* _WHAT YOU ARE ASKED TO DO_:
Please write out the entries again, starting at the beginning and ending at the line that contains "[231,76,328,338]", with every box coordinate multiplied by 0.65 and rounded to a whole number, halves going up. Leave all other text in those lines unchanged.

* _EXTRACTED RECORDS_:
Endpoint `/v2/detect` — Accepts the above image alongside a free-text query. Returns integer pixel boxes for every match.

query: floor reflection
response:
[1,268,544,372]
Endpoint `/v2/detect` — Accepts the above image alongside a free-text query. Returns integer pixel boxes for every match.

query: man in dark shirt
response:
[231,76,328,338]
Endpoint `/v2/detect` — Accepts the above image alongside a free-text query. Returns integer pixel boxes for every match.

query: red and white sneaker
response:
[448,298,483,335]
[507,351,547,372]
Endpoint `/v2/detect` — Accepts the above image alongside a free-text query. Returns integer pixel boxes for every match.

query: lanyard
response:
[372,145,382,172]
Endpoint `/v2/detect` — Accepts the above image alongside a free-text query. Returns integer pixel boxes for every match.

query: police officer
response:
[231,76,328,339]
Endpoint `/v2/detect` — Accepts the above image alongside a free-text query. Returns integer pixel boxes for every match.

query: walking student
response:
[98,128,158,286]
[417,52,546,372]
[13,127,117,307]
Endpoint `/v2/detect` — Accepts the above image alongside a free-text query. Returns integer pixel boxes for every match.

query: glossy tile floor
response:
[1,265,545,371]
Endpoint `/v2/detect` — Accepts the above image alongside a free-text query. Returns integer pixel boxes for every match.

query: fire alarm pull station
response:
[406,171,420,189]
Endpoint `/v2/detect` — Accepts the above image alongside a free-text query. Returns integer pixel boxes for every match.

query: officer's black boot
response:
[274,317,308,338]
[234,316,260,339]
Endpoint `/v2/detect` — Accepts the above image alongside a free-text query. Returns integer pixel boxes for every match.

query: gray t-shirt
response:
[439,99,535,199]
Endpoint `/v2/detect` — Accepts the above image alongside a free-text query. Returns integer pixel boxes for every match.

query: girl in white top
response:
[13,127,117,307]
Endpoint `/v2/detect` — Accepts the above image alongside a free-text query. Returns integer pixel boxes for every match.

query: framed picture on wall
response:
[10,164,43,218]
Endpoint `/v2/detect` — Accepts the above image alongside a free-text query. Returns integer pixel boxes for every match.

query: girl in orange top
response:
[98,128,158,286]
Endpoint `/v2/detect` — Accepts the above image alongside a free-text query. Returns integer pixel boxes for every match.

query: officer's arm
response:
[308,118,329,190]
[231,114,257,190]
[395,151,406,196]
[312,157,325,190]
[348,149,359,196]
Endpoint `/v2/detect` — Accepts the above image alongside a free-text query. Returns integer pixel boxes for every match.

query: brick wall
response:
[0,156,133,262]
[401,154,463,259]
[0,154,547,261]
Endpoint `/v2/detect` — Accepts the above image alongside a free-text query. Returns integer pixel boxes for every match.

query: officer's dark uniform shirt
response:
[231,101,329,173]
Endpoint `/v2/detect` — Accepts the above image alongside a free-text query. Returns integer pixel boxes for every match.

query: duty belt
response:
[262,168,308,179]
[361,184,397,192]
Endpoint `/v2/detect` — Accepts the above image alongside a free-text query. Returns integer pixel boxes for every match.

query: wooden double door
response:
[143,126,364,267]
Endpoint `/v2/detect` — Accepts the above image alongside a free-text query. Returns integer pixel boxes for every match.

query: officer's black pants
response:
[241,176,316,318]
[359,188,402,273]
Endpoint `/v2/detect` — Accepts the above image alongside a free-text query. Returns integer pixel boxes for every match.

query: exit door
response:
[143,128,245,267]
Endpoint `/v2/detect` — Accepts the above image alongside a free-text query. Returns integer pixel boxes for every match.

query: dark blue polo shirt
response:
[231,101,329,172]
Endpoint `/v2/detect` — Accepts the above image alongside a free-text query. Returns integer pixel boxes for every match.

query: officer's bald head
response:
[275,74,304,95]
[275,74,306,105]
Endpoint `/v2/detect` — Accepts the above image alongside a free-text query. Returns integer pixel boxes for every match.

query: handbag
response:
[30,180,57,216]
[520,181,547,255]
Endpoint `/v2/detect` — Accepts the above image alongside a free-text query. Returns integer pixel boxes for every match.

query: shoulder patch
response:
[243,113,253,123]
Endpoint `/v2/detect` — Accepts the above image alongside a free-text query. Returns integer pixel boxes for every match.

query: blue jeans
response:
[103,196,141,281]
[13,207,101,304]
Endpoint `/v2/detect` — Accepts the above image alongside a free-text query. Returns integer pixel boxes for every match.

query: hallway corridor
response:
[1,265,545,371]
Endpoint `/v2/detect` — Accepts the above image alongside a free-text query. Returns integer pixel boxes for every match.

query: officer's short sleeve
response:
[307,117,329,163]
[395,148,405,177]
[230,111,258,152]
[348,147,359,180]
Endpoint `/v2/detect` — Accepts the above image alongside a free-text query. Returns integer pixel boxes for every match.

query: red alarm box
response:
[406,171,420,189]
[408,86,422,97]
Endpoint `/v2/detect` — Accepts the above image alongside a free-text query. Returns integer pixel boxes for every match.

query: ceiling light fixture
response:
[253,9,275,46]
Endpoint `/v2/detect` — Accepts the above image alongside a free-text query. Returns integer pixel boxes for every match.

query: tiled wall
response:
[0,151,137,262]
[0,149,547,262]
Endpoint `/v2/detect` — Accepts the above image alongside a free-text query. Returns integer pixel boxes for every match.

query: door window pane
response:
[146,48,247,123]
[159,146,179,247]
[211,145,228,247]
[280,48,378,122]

* _EXERCISE RESPONSE_:
Endpoint `/v2/detect` — Accepts the above image alongside a free-text query. Returns integer pixel boxes for every match.

query: floor reflection
response:
[1,174,354,242]
Endpoint `/v2/detect` — Accepts the above image alongside a free-text query. Returns integer pixel boxes for every match.

query: man in dark shirt
response:
[150,49,213,220]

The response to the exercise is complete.